(WORK INSTRUCTIONS)
Reproduce the lines below word for word, with no changes.

════

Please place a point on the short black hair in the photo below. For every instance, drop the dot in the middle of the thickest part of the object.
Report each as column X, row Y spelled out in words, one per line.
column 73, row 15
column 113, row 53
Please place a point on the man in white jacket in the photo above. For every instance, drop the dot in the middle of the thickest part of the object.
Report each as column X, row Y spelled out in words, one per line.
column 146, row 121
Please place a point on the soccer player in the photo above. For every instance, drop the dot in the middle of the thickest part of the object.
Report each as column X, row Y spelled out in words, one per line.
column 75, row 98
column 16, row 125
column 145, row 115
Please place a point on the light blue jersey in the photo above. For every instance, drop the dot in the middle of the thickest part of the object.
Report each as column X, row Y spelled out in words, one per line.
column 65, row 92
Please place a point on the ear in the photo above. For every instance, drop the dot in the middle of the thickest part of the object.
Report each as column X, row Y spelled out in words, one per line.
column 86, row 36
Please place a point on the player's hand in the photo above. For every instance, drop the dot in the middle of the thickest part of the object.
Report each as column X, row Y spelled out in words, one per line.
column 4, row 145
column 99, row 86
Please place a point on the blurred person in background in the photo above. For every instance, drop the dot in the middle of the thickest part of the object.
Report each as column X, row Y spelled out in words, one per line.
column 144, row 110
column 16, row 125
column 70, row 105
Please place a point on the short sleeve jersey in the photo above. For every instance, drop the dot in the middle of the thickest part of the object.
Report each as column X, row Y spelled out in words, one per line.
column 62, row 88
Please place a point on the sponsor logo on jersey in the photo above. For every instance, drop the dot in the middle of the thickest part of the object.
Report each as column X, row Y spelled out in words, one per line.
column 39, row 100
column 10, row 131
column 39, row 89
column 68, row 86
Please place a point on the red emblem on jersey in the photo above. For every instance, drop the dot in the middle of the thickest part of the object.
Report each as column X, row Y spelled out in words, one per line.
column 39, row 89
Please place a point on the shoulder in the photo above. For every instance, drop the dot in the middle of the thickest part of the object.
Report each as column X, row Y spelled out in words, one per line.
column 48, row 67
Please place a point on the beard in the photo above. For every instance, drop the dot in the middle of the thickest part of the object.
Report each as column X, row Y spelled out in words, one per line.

════

(ANSWER FOR THIS EXERCISE)
Please place a point on the short black hair in the photo below. For every instance, drop the dot in the middle of the thickest part of the object.
Report each as column X, row Y spelled out in words, one per line.
column 73, row 15
column 113, row 53
Please place a point on the man in white jacket in the photo above. For every instance, drop the dot in the middle of the thickest part of the object.
Report each as column X, row Y spelled out in words, one per line.
column 146, row 121
Please place a point on the soccer player in the photo above. For every instance, drop the dot in the middle of the thickest part of the object.
Report each as column X, row Y spelled out in words, one per line.
column 75, row 98
column 16, row 125
column 145, row 115
Please place a point on the light blue jersey in the photo above. For every instance, drop the dot in the middle of the thickest part of the object.
Report each as column X, row Y spelled out in words, one per line.
column 65, row 92
Please place a point on the ear in the photo above. For every instance, drop the dot in the middle of the thickest part of the object.
Report each as column X, row Y spelled out in words, one per line.
column 86, row 36
Please place a point on the player's hand in the photo above. For every instance, drop the dot in the middle of the thickest part of the object.
Report each as column X, row Y spelled out in words, one per line.
column 4, row 145
column 99, row 86
Please place a point on the blurred person in background in the photo above. For every instance, drop the dot in the middle of the thickest part of the object.
Report each as column X, row Y spelled out in words, one per line.
column 144, row 110
column 16, row 125
column 70, row 105
Please place a point on the short sleeve jersey in the photo above. For every instance, drop the dot in the middle of the thickest part of the object.
Report each as column X, row Y spelled out in words, one per line.
column 62, row 88
Please place a point on the sponsor logo on jersey in the photo above. For every instance, drop the dot in the middle of the thickest part of the object.
Report each as column X, row Y spelled out in words, one per line.
column 39, row 100
column 10, row 131
column 39, row 89
column 68, row 86
Please place a point on the red emblem on jersey in the photo above. For every instance, drop the dot in the middle of the thickest part of the object.
Report each as column X, row Y spelled out in words, one per line.
column 39, row 89
Please place a point on the shoulder in the photo above. For every instance, drop the dot in the middle of the thickest part of the object.
Report each as column X, row Y spelled out in words, one per line.
column 48, row 67
Please place a point on the beard in the photo above. For every instance, drop the dot in the middle of the thickest part of the object.
Report each as column X, row Y spelled out in words, one per line.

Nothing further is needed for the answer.